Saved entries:
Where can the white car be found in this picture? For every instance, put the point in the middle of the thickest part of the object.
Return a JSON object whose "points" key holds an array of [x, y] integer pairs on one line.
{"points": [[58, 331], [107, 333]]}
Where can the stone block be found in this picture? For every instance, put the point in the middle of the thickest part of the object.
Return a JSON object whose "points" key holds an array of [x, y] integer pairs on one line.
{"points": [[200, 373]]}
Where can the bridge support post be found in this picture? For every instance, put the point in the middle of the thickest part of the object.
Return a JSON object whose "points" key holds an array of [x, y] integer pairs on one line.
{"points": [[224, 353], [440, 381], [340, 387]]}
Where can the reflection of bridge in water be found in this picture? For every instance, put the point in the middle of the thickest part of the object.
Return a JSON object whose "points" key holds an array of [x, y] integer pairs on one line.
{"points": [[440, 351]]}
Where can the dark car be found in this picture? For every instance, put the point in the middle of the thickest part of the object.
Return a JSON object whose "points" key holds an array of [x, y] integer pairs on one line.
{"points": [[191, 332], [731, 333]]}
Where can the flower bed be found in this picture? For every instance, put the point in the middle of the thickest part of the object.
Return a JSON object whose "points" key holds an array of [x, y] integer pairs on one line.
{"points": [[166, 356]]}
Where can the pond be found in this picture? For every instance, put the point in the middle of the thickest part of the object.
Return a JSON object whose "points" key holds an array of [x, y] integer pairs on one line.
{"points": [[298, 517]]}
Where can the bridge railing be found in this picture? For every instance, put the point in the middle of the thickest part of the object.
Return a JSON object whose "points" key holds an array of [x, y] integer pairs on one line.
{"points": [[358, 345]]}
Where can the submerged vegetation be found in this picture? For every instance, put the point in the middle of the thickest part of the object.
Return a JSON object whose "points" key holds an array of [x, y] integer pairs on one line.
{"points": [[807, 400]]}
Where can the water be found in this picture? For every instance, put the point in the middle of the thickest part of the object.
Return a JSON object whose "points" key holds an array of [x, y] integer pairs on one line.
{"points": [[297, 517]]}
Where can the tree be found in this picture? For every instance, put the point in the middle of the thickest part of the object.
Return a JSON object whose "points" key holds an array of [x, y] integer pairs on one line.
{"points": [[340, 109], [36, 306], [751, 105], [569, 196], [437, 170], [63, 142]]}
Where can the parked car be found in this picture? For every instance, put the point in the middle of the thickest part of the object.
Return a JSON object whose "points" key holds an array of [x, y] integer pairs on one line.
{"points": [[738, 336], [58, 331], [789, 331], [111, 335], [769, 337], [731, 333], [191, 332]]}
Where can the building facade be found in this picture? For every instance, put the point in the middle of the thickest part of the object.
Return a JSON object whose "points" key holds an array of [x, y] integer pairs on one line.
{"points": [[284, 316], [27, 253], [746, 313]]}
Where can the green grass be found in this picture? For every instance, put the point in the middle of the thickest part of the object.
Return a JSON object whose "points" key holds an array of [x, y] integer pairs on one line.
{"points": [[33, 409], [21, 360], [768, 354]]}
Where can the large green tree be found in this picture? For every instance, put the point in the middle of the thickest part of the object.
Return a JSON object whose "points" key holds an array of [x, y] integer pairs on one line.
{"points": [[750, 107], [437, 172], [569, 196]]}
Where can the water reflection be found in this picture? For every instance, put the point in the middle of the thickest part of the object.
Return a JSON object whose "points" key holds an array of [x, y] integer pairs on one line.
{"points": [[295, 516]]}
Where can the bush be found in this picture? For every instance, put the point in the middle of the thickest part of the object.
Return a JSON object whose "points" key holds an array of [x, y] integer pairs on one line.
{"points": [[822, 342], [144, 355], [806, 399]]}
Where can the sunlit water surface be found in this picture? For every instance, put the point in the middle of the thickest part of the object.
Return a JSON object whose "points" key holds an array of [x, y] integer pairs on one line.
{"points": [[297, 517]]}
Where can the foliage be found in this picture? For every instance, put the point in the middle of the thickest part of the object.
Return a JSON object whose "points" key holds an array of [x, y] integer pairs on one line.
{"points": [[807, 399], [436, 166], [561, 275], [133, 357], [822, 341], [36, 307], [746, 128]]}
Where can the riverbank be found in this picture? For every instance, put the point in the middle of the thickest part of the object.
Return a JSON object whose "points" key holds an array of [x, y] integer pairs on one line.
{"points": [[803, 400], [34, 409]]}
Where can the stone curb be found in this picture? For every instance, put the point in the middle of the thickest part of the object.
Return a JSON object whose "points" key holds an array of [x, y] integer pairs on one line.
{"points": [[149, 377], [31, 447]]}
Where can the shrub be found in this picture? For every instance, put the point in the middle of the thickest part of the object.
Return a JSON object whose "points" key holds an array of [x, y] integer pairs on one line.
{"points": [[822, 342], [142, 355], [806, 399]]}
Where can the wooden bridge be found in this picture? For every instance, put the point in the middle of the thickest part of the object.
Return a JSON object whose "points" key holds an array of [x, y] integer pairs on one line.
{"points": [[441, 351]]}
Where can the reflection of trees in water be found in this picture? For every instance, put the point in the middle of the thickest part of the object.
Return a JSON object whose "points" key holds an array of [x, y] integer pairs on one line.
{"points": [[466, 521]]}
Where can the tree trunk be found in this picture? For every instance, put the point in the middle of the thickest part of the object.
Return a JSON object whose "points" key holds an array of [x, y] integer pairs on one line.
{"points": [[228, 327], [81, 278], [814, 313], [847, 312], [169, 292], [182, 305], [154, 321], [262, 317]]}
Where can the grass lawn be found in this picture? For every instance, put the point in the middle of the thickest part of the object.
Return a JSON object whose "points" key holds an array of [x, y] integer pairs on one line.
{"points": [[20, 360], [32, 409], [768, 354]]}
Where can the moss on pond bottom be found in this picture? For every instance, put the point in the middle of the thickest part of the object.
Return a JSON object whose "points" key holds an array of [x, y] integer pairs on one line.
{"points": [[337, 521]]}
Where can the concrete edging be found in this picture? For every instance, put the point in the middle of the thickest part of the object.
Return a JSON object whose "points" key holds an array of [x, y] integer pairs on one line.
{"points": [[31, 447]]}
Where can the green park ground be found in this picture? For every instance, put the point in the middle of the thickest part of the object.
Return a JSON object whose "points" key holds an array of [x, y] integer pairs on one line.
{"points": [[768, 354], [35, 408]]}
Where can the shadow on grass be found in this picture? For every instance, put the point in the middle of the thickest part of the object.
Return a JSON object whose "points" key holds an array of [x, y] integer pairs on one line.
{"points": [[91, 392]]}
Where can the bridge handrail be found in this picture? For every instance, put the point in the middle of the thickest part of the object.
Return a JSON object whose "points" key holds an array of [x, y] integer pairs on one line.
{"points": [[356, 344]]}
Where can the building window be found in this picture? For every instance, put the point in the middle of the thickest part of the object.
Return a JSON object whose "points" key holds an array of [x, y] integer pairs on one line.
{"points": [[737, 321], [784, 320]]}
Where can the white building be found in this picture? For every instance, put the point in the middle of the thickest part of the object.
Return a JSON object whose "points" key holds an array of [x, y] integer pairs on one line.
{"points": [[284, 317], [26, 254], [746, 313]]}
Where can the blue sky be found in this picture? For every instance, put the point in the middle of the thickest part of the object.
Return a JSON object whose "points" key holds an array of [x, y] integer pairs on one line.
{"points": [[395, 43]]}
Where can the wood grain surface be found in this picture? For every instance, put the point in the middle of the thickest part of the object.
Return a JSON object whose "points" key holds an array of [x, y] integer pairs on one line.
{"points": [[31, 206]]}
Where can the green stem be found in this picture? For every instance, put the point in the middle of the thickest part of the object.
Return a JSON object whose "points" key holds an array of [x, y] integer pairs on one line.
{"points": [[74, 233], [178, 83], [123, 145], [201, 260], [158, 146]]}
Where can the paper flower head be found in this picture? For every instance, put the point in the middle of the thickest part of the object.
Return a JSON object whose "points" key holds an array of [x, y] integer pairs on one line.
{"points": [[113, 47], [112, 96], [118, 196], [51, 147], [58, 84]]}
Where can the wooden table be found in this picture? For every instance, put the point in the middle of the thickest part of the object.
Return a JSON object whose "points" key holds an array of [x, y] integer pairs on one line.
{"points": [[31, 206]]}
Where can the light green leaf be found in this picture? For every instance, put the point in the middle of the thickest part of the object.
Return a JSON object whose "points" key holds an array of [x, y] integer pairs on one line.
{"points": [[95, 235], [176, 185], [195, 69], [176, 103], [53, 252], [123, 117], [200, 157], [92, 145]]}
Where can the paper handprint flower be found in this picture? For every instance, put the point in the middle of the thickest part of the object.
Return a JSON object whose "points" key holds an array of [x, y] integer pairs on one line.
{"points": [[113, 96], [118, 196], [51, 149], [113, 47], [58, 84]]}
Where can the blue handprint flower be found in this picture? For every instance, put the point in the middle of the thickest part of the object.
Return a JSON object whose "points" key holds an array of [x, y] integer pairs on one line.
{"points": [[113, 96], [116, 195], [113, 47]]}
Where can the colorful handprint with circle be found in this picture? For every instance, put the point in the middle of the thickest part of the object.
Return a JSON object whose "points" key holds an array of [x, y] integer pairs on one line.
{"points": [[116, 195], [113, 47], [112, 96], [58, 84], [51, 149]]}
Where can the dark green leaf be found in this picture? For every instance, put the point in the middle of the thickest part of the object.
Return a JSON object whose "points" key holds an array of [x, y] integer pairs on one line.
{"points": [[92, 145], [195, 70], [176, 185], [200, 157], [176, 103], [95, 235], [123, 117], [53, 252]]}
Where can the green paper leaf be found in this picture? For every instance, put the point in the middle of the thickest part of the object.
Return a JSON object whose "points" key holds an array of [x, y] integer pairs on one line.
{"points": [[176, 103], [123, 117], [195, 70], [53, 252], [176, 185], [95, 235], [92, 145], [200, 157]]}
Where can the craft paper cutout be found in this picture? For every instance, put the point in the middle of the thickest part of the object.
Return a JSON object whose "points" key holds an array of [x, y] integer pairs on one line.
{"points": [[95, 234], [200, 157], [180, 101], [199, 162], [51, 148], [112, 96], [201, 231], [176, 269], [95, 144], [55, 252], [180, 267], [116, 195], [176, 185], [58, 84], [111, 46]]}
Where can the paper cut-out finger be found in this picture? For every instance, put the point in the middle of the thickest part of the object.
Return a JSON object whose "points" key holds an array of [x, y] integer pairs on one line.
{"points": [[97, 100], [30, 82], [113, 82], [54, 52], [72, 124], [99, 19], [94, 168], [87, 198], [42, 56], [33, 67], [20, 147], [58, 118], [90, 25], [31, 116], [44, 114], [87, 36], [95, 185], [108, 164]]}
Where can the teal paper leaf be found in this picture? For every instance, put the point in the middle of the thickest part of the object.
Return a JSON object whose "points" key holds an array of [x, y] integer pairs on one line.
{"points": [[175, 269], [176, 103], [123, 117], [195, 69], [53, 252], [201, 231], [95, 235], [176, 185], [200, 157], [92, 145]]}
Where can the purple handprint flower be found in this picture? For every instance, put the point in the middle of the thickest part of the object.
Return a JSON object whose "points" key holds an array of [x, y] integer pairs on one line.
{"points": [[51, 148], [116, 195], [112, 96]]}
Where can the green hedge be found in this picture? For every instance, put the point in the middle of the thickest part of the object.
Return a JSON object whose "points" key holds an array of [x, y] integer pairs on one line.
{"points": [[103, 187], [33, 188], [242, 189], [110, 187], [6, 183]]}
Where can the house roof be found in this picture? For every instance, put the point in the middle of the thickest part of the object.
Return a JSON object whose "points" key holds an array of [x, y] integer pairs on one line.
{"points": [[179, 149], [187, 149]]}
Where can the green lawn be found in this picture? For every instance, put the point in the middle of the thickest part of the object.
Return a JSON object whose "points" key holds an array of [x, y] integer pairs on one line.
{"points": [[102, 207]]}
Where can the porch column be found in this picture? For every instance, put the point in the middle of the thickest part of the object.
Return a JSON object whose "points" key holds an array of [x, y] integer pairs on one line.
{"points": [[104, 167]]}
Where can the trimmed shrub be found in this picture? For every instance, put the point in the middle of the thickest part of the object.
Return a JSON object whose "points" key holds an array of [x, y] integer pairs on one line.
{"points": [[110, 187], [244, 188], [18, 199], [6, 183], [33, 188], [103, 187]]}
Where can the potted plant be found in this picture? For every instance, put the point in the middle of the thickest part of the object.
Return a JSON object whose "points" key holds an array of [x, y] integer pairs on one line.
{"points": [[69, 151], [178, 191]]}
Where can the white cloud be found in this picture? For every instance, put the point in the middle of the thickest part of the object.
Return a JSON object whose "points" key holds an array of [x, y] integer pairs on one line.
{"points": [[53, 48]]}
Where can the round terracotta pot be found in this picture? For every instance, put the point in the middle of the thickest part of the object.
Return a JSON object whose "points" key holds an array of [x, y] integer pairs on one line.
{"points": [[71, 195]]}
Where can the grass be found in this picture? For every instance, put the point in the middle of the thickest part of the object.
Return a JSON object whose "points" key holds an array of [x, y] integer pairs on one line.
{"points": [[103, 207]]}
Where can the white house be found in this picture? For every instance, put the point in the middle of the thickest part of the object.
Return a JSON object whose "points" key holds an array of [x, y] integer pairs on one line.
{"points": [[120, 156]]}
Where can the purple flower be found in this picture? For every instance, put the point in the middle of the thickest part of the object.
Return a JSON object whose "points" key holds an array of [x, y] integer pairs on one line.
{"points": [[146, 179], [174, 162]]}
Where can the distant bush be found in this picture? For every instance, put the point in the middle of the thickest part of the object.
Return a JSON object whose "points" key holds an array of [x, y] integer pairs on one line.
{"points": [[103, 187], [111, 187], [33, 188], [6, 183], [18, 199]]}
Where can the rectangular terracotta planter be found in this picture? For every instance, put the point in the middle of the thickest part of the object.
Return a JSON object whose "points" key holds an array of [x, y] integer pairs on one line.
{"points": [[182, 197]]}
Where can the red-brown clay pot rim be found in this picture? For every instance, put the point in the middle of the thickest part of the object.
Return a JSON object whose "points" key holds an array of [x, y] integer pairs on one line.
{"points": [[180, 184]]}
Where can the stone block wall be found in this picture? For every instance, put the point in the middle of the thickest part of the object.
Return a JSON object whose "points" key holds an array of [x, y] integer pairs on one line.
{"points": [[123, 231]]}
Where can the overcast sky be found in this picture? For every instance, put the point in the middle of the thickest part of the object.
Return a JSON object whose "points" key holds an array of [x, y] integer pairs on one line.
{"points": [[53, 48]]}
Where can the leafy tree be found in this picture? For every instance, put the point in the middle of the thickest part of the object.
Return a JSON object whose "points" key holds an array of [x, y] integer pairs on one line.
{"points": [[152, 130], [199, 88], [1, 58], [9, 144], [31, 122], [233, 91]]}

TASK REQUIREMENTS: Report each line of the entries where the word "green" occurs.

ANSWER TO THE EXERCISE:
Where can the green grass be found in this picture? For every instance, put the point in the middle of the thickest part of the object.
Where can the large green tree be found in this picture? For every instance, put the point in the middle of the thickest part of the object.
Where can the green park ground be found in this picture? For every instance, put the point in the middle of the thickest part of the object.
Where can the green stem be found in this picture? For every instance, put the point in the middle of the thickest part of the object.
Where can the light green leaf be found in this picture? For every instance, put the point in the middle of the thickest part of the object.
Where can the dark green leaf be found in this picture? For every instance, put the point in the middle of the thickest part of the object.
Where can the green paper leaf be found in this picture? For every instance, put the point in the middle of the thickest part of the object.
Where can the green hedge be found in this picture? For every instance, put the point in the middle of the thickest part of the object.
Where can the green lawn be found in this picture? For every instance, put the point in the middle of the thickest part of the object.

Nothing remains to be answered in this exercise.